## Stated goal:
Count how many lines in the rows below contain the word "woman" and give only that number.

## Record set:
┏━━

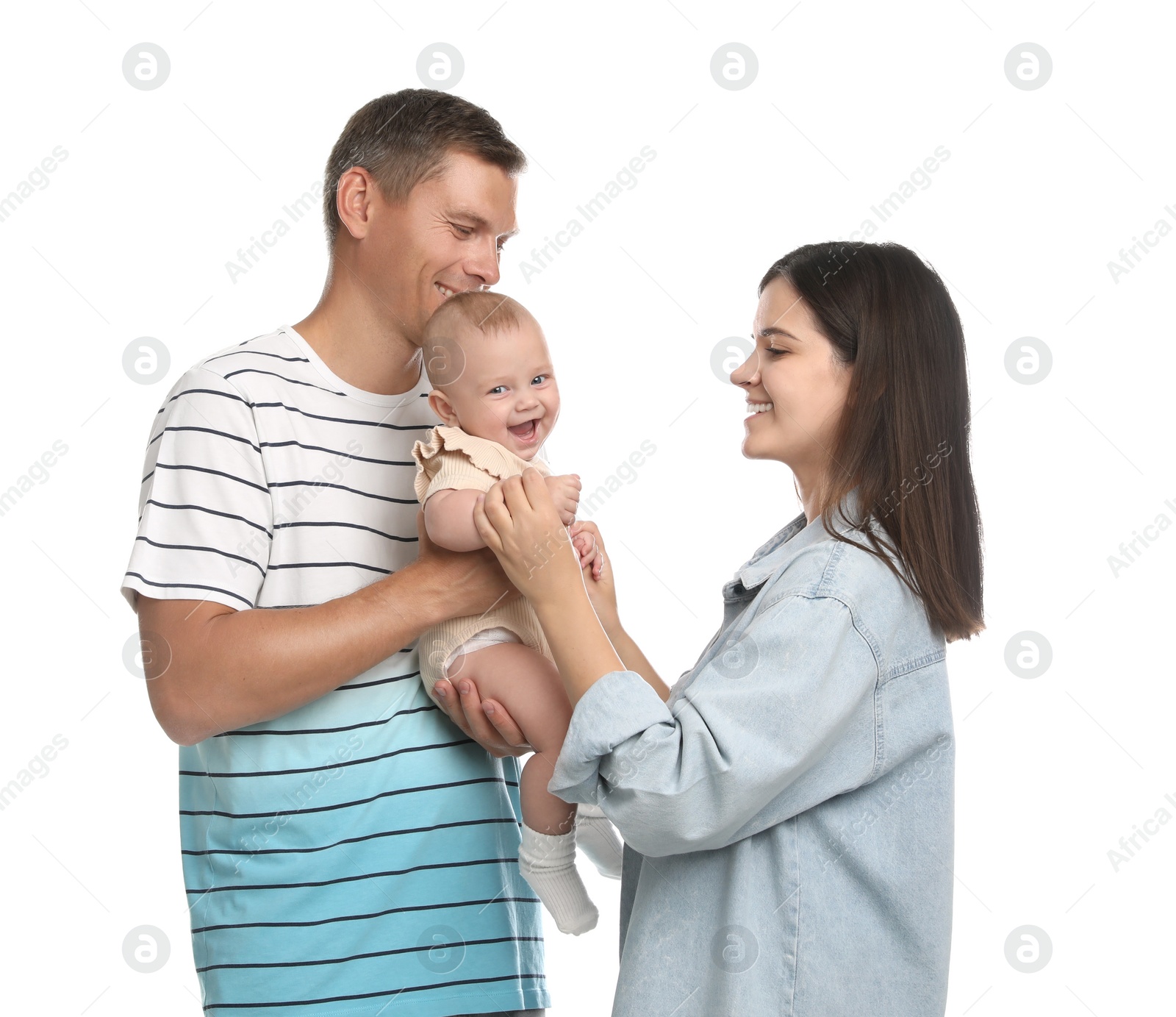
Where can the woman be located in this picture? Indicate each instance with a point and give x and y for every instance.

┗━━
┏━━

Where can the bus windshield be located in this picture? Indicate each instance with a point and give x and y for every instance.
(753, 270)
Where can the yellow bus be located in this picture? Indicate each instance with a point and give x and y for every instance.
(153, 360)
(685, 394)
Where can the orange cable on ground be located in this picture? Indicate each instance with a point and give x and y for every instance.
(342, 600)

┗━━

## Answer to this task:
1